WORK TO DO: Print the lines of the material below without any changes, starting with the line that contains "house as a single dot per instance." and continuing through the end of the material.

::: DATA FOR PROCESSING :::

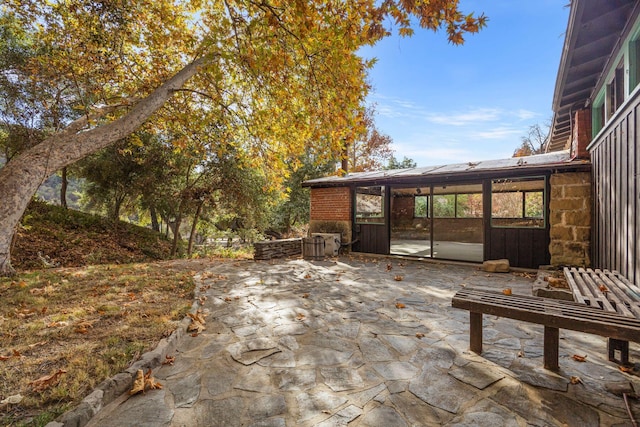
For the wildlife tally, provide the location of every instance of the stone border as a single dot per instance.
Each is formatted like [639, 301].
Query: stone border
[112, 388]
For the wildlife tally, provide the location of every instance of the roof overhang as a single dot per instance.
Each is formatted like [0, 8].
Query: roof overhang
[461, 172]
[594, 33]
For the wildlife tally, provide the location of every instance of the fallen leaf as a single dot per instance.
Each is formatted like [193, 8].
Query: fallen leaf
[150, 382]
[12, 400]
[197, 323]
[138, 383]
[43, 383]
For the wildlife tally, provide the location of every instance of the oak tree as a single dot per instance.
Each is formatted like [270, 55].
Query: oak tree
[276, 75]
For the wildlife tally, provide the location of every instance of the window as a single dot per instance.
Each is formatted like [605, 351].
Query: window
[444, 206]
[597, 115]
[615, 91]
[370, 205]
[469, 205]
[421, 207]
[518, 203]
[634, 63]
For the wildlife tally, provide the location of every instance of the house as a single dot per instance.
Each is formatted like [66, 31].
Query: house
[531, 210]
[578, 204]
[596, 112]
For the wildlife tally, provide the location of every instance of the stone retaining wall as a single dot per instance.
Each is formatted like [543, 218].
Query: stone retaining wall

:::

FINISHED EXERCISE:
For the wildlife tally, provide the location of every instance of the house as a single dot per instance.
Each is formatted like [66, 31].
Query: house
[531, 210]
[578, 204]
[596, 112]
For the wildlife tally, provide the location of every instance of the stone retaining wall as a single dot per instance.
Each is formatted like [543, 218].
Query: stone retaining wall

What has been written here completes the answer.